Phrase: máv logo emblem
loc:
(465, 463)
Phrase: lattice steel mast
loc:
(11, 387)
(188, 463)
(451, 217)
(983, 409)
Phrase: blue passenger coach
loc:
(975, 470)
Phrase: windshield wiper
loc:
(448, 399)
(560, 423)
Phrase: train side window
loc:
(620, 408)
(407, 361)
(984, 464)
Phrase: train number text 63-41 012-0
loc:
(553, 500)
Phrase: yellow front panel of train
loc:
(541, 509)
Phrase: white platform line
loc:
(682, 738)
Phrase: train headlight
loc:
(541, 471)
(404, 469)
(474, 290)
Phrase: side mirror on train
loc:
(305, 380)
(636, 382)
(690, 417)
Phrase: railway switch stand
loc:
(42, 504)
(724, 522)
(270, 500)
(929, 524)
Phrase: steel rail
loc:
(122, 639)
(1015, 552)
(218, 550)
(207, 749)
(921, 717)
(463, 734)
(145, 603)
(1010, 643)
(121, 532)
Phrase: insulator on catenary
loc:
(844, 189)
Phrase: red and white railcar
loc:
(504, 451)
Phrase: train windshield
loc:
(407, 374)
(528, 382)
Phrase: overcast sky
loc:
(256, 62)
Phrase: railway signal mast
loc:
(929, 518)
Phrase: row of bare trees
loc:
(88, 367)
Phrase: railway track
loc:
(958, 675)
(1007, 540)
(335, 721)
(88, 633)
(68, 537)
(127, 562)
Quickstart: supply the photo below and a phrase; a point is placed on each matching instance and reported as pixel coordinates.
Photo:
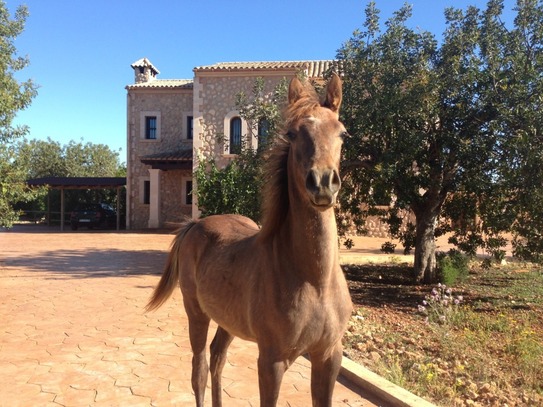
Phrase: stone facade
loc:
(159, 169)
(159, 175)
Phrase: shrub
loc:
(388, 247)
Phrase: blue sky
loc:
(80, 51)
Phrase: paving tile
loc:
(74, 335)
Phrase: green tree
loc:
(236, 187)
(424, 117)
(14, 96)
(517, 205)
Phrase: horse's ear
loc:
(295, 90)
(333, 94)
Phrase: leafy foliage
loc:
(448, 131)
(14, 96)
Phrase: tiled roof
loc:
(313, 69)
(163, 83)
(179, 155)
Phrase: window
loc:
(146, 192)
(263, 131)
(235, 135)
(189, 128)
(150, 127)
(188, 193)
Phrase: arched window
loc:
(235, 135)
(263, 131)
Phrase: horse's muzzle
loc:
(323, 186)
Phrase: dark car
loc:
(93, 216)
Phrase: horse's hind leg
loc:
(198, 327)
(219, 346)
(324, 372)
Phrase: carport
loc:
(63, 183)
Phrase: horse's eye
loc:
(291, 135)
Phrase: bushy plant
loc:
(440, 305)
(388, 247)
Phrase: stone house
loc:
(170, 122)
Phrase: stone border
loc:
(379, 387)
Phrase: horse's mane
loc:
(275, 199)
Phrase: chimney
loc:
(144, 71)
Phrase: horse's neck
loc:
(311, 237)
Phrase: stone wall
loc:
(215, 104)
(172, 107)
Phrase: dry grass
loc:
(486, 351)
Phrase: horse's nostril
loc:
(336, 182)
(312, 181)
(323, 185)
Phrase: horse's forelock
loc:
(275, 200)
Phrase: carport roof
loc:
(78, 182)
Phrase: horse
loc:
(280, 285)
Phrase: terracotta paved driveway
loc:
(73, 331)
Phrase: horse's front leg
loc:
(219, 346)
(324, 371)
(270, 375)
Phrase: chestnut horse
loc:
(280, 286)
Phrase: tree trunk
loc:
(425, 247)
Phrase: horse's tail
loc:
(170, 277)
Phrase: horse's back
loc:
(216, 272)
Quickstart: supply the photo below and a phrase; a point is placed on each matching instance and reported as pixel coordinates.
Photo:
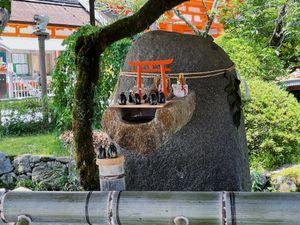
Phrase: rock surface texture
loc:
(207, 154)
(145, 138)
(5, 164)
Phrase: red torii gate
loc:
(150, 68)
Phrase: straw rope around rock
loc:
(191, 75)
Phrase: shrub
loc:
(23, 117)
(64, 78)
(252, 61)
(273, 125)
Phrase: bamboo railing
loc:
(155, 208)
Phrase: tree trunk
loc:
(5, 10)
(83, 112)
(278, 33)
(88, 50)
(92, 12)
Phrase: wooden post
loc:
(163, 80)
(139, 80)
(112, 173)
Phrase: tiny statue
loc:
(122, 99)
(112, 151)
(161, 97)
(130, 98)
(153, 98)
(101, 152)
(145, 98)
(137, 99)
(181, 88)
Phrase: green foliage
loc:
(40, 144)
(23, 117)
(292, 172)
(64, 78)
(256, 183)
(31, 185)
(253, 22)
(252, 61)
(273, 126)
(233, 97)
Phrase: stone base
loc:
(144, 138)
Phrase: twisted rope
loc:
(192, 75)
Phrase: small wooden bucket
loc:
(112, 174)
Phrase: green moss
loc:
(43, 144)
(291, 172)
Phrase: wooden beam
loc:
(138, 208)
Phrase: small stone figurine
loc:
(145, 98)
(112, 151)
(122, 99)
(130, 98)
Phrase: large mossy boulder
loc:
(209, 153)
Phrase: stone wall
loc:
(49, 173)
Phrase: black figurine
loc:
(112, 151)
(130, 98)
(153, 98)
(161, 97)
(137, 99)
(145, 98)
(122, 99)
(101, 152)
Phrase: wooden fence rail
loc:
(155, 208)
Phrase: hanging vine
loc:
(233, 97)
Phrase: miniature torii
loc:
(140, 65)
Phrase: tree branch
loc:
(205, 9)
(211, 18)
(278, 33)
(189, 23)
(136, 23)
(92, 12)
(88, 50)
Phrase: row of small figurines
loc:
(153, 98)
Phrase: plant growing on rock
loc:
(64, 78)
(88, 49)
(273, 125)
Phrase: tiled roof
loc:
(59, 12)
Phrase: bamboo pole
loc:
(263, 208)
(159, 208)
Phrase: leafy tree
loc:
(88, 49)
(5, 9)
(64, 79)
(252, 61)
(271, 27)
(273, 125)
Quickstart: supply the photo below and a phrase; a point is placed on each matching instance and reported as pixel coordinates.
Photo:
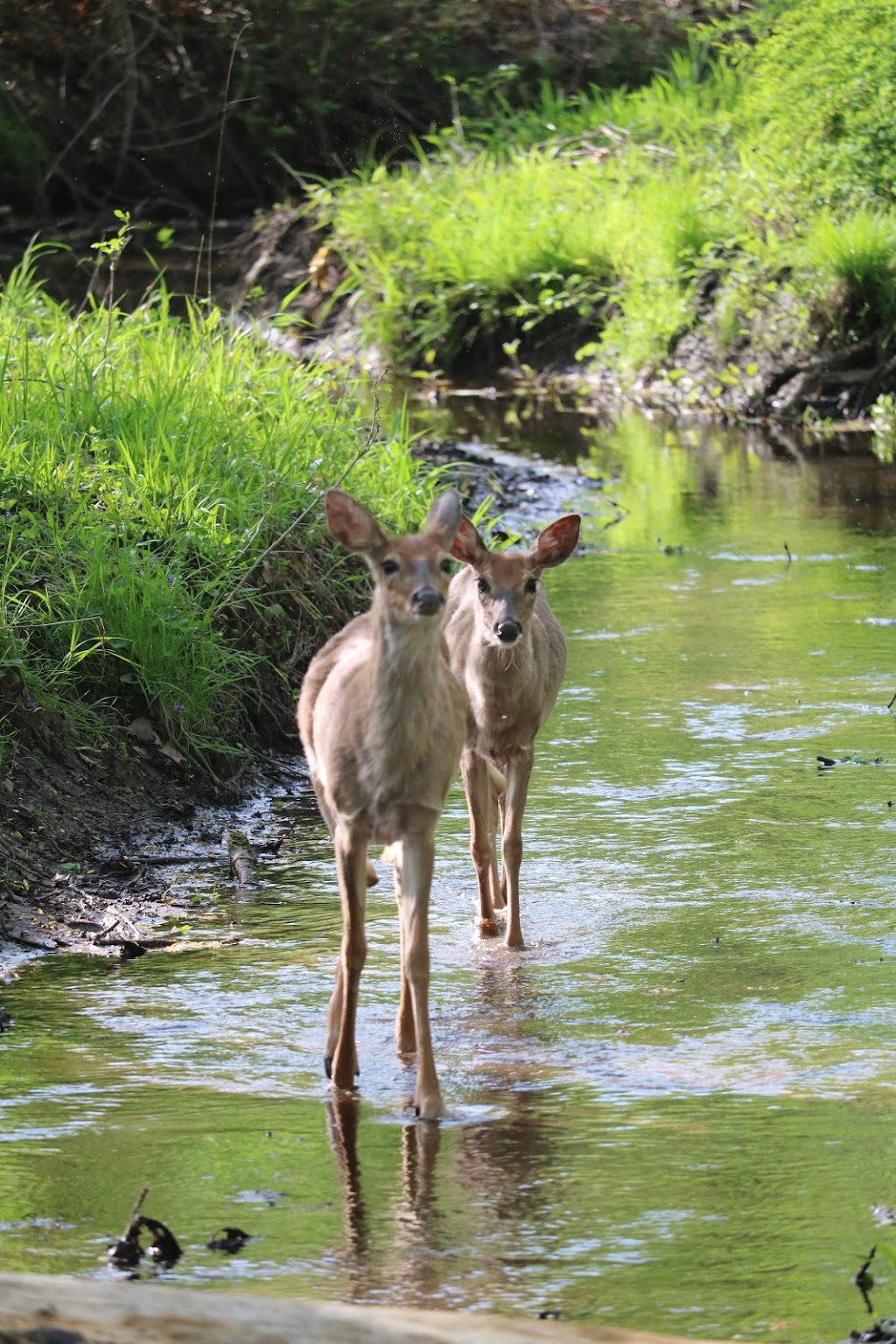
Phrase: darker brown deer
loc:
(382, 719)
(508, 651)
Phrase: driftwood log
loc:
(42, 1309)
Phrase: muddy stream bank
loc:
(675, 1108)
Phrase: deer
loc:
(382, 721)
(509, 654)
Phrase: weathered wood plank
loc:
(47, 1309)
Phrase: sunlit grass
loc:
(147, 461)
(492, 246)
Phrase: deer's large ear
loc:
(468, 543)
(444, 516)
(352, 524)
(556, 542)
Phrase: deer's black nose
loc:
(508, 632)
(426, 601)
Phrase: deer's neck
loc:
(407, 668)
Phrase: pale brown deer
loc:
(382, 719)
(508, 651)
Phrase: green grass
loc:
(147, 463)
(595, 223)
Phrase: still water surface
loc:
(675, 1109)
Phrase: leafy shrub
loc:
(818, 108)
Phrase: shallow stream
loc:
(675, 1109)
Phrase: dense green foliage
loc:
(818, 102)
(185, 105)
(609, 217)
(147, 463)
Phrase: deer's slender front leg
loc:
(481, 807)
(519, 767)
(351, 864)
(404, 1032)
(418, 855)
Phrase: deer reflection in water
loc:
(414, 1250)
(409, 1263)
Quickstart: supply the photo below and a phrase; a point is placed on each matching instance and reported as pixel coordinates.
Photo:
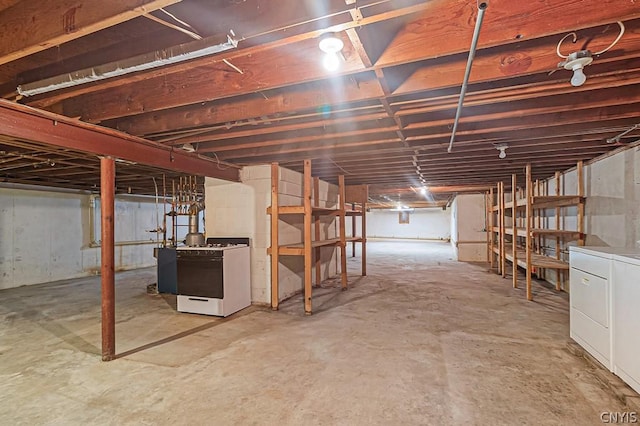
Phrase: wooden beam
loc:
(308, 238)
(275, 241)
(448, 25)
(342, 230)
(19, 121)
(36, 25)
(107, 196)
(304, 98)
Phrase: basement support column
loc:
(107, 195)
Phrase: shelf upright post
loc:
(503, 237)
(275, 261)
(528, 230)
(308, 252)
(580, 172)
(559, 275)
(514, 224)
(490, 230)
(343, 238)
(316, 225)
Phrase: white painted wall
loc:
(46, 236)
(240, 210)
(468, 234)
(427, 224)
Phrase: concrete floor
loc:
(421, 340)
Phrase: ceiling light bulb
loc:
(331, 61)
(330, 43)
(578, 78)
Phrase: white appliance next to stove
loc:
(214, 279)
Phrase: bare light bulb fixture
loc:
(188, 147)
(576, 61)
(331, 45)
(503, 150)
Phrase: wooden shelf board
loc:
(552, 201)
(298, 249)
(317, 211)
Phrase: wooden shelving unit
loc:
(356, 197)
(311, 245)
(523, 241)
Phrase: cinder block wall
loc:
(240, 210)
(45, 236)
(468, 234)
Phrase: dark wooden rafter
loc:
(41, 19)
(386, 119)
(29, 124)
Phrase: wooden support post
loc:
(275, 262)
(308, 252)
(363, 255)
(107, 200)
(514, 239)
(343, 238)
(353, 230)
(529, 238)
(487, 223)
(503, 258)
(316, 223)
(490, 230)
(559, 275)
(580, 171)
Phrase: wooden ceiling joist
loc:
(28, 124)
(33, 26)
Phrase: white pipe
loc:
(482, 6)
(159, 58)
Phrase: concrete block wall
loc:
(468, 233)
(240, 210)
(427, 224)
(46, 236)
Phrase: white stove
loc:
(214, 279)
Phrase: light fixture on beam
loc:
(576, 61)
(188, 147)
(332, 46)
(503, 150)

++++

What is expected: Leave out every picture, and write out exactly the lines from the one bearing "Phrase: leafy shrub" through the final line.

Answer to this problem:
Phrase: leafy shrub
loc:
(818, 108)
Phrase: shallow stream
loc:
(675, 1109)
Phrase: dense green foliage
loc:
(818, 102)
(185, 105)
(609, 217)
(147, 463)
Phrase: deer's slender front leg
loc:
(481, 807)
(519, 767)
(351, 864)
(404, 1032)
(418, 855)
Phrase: deer reflection in water
loc:
(414, 1250)
(409, 1263)
Quickstart: supply the photo below and a phrase; a point is placed on each matching instance and reported as pixel coordinates.
Photo:
Phrase: wooden beam
loc:
(308, 238)
(275, 241)
(448, 25)
(342, 230)
(19, 121)
(36, 25)
(107, 196)
(304, 98)
Phrase: basement support column
loc:
(107, 195)
Phrase: shelf upright post
loc:
(503, 237)
(275, 261)
(528, 230)
(308, 252)
(580, 172)
(559, 275)
(514, 224)
(490, 230)
(343, 238)
(316, 225)
Phrase: white painted wall
loc:
(46, 236)
(240, 210)
(468, 234)
(427, 224)
Phrase: concrete floor
loc:
(421, 340)
Phrase: ceiling light bulb
loc:
(331, 61)
(330, 43)
(578, 78)
Phrase: white appliance next to stove
loc:
(214, 279)
Phrase: bare light bulb fixture
loc:
(188, 147)
(576, 61)
(331, 45)
(503, 150)
Phrase: wooden shelf board
loc:
(552, 201)
(298, 249)
(317, 211)
Phrase: wooden shelving unit
loc:
(356, 197)
(311, 245)
(523, 241)
Phrase: cinder block wall
loc:
(240, 210)
(45, 236)
(468, 234)
Phrase: dark wooden rafter
loc:
(41, 19)
(386, 119)
(29, 124)
Phrase: wooden support post
loc:
(275, 262)
(308, 252)
(363, 255)
(107, 200)
(514, 239)
(343, 238)
(353, 230)
(529, 238)
(487, 223)
(503, 258)
(316, 223)
(490, 230)
(559, 275)
(580, 171)
Phrase: wooden ceiling joist
loc:
(28, 124)
(33, 26)
Phrase: white pipe
loc:
(482, 6)
(159, 58)
Phrase: concrete block wall
loc:
(468, 233)
(240, 210)
(427, 224)
(46, 236)
Phrase: white stove
loc:
(214, 279)
Phrase: light fixture on beam
loc:
(576, 61)
(188, 147)
(332, 46)
(503, 150)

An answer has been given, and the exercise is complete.